# WORK TO DO:
**1.** Render this sentence from the land administration passage into Spanish: "The “one size fits all” solution, even in boundary establishment and recognition, does not work."
**2.** Pick up the land administration passage after its final sentence and continue it.

# PROVIDED PASSAGE:
================

Land administration has changed dramatically since it emerged after World War II from its more ancient historical antecedents. Figure 1 below shows the development trends in the discipline, particularly its emergence from its technical constraints into a multi-faceted discipline with adaptable boundaries and best practice models that emphasise overall good governance, participation and sustainable development. These models increasingly rely on remarkable new technologies, and robust theories of property.


Figure 1. Development of the land administration discipline

The technical focus of modern land administration remains important in countries with successful land markets. Figure 2 below illustrates how these countries generate complicated land arrangements and concepts that they initially define as pure information. The technical approach is required to manage information, then convert information into data to support strategic activities for modern governments, businesses and societies.


Figure 2. The modern information functions of land administration systems

The engineering paradigm required a pragmatic approach to designing, constructing and managing these information systems. But it in mid 1990s it was apparent that a focus on land information was not enough. Meanwhile technological capacity exploded through spatial enablement of systems. The land management paradigm allowed a focus on planning and development for sustainability to come to the forefront at the stage when information is collected and systems are designed. Modern land administration systems are now required implement processes that deliver sustainability, rather than provide information to government policy makers so they can take this responsibility. Methodologies vary, but always involve implementation of a set of formally organized tools that perform processes essential in land markets and land policy implementation. The tools, and the options available to implement them, also vary and are increasingly examined as a theoretical set or suite. Among the many suggestions, three examples are notable.

a) The narrowly defined traditional tools in a focused land administration approach

  • Land tenure and registration systems
  • Land valuation and market systems
  • Land development and planning systems
  • Cadastral surveying and mapping
  • Benchmarking and monitoring

These are the traditional tools of Geomatics, together with specialist professional areas of valuation, planning and business administration. In some countries all of these fall naturally under the heading of land administration, but most countries have separate professional groupings to attend to discrete functions. These traditional tools remain the core of land administration endeavors, though the selection of options actually used is now influenced by the broader considerations of sustainable development, and good governance. The fundamental lesson from the last 40 years of implementation of these specialist tools is that no one solution is capable of being universally used. The “one size fits all” solution, even in boundary establishment and recognition, does not work. Now land administration experts design their solutions for a country’s land administration requirements in the context of its existing conditions, competencies and practices.

================

[Excerpts from a point labeling dataset]
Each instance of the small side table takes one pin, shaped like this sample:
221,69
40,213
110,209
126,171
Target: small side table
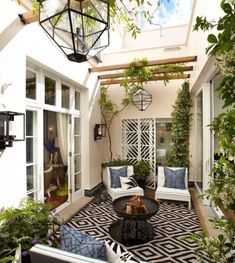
133,229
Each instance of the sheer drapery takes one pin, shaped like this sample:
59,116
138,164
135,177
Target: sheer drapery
62,130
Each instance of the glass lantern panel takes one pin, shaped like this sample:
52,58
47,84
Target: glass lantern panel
30,85
65,96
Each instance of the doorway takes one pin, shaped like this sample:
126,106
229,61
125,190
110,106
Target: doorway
55,138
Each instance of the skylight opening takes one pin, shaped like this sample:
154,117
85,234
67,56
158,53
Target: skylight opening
169,13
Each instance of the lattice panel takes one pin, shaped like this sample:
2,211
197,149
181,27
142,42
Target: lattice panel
138,143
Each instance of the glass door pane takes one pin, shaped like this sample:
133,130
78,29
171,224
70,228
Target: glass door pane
199,140
55,158
77,154
31,146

================

# ANSWERS TO THE EXERCISES:
**1.** La solución de «una talla única para todos», incluso en el establecimiento y el reconocimiento de linderos, no funciona.

**2.**
b) The 18 land management tools of Global Land Tools Network of UN HABITAT in Figure 3 below.


Figure 3. GLTN, HABITAT land tools

The GLTN suite of tools is designed to service pro-poor land needs, not land markets per se. However, the tools are essential in pro-market systems in developing countries where numbers of poor people and land pressures over arch land policy and institutionalization of land arrangements.

c) Tools to cover the range of issues faced by modern governments

This set of tools in Table 1 above builds on traditional land administration thinking, and takes a long range view to setting up sustainable systems of administration, implementing social, economic and environmental land management, and retaining sufficient flexibility to utilize the newest appropriate technologies if and when they appear.

This increasing use of tools, seen also in the parallel attempts to institutionalize good governance standards in national administration, is happily called “the toolbox approach”. The toolbox idea is both fertile and easy to understand.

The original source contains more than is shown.